Cette aventure s’inscrivait aussi dans la continuité impériale, presque à son terme, car à l’époque le gouvernement britannique restait puissant en Arabie et, bien que je sois le seul Européen dans ces véhicules, l’épisode évoquait d’évidence les voitures découvertes, les Rolls-Royce blindées et les sphères d’influence de la Pax Britannica. Si le drapeau flottant sur nos têtes était l’emblème rouge de Mascate, les fantômes de Curzon et Gertrude Bell chevauchaient à nos côtés d’un air approbateur.
2 Sir Richard Burton (1821–1890) fameux explorateur de l’Arabie et des sources du Nil et traducteur des Mille et Une Nuits ; Charles Doughty (1843–1926), explorateur et auteur notamment des Travels in Arabia deserta (1888) ; Harry St John Philby (1885–1960), explorateur et ornithologue, espion, converti à l’islam en 1930 et conseiller d’Ibn Séoud ; Sir Wilfred Thesiger (1910–2003), peut-être le « dernier grand explorateur anglais », en Afrique et en Arabie, auteur d’Arabian Sands (1959) et des Marsh Arabs (1964) en Irak. (NdT)
Un beau matin arabe, vers la mi-décembre 1955, j’entrai dans le palais du sultan de Mascate et d’Oman au Dhufar3, au bord de l’océan Indien. Je franchis le grand portail de la cour extérieure et les esclaves s’inclinèrent profondément ; le portail de la cour intérieure, et vis scintiller la mer derrière le rempart ; pénétrai dans le vestibule étincelant du palais, où s’alignaient les serviteurs barbus dans leurs longues robes, fusils en main ; jusqu’à ce qu’approche de moi, sorti des replis ombreux du bâtiment, une petite silhouette digne, en aba brun et or, enturbannée, épée au côté, exhalant un doux parfum d’encens.
– Bonjour M. Morris, dit Son Altesse le sultan Saïd bin Taimur. Je me demande à quel point la carte de l’Arabie du Sud-Est vous est familière ?
Elle ne me l’était aucunement, ne fût-ce que parce que ce coin éloigné de la péninsule arabique demeurait le moins connu de tous les pays arabes. Il apparaissait vaguement dans l’atlas, grand triangle brun sablonneux, bordé par le golfe d’Oman d’un côté et la mer d’Arabie de l’autre, avec un pâté de montagnes au centre et un terrible désert sur son périmètre. Au surplus, comme si l’on n’était pas tout à fait sûr de soi, on le désignait sous le nom de « Mascate et Oman ». Le cartographe ne semblait pas du tout savoir où commençait Mascate et où finissait Oman ; ce qui n’avait rien d’étonnant car personne ne le savait.

++++++++++++++++++++

## CONSIGNES
a) Résumez le texte à lire en deux phrases.
b) Transcrivez le passage du texte à lire qui va de « Un beau matin » à « est familière ? », ces deux extrémités comprises.

++++++++++++++++++++

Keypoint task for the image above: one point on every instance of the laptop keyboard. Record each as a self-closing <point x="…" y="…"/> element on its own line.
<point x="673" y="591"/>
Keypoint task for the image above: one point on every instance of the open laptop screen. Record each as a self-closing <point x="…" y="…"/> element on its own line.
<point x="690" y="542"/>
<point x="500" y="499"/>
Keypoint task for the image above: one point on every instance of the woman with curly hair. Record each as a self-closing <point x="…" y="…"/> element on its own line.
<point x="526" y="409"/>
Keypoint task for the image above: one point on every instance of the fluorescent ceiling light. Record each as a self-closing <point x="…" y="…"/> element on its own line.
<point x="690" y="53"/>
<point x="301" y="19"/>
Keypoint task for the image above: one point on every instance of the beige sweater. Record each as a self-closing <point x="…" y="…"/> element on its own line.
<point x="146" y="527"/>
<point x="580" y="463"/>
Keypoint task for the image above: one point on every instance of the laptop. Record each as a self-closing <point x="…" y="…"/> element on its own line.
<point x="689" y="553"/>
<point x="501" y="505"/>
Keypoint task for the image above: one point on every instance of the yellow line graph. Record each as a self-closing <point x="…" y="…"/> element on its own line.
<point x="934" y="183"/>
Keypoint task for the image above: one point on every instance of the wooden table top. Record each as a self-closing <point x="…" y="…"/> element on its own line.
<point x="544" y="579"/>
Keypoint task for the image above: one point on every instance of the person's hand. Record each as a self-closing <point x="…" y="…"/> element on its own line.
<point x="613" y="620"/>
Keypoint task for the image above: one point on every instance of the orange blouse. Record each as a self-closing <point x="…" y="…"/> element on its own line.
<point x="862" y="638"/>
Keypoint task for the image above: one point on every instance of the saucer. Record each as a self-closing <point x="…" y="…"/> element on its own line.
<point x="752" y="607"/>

++++++++++++++++++++

## RÉPONSES
a) Vers la mi-décembre 1955, dans son palais du Dhufar au bord de l'océan Indien, le sultan Saïd bin Taimur accueille M. Morris et lui demande s'il connaît la carte de l'Arabie du Sud-Est. Ce coin de la péninsule, le moins connu des pays arabes, figurait vaguement dans l'atlas sous le nom de « Mascate et Oman », car personne ne savait où commençait Mascate et où finissait Oman.

b)
Un beau matin arabe, vers la mi-décembre 1955, j’entrai dans le palais du sultan de Mascate et d’Oman au Dhufar3, au bord de l’océan Indien. Je franchis le grand portail de la cour extérieure et les esclaves s’inclinèrent profondément ; le portail de la cour intérieure, et vis scintiller la mer derrière le rempart ; pénétrai dans le vestibule étincelant du palais, où s’alignaient les serviteurs barbus dans leurs longues robes, fusils en main ; jusqu’à ce qu’approche de moi, sorti des replis ombreux du bâtiment, une petite silhouette digne, en aba brun et or, enturbannée, épée au côté, exhalant un doux parfum d’encens.
– Bonjour M. Morris, dit Son Altesse le sultan Saïd bin Taimur. Je me demande à quel point la carte de l’Arabie du Sud-Est vous est familière ?